• [Exercise description]
From the line with "Within one instance, a" through the final line of the entries below, write out each line exactly and nothing else.

• [Listed entries]
= Beginning of Section =

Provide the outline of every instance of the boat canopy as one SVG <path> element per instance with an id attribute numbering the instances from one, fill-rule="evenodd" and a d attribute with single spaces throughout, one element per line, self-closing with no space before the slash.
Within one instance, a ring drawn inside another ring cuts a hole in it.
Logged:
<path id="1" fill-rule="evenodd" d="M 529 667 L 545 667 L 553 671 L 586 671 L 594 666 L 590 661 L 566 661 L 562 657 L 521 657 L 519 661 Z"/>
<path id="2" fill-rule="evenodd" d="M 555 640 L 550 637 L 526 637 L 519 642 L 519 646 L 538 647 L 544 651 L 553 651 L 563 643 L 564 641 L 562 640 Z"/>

= End of Section =

• [Output of the exercise]
Within one instance, a ring drawn inside another ring cuts a hole in it.
Logged:
<path id="1" fill-rule="evenodd" d="M 529 667 L 545 667 L 553 671 L 586 671 L 594 666 L 590 661 L 566 661 L 562 657 L 521 657 L 519 661 Z"/>
<path id="2" fill-rule="evenodd" d="M 555 640 L 550 637 L 526 637 L 519 642 L 519 646 L 538 647 L 544 651 L 553 651 L 563 643 L 564 641 L 562 640 Z"/>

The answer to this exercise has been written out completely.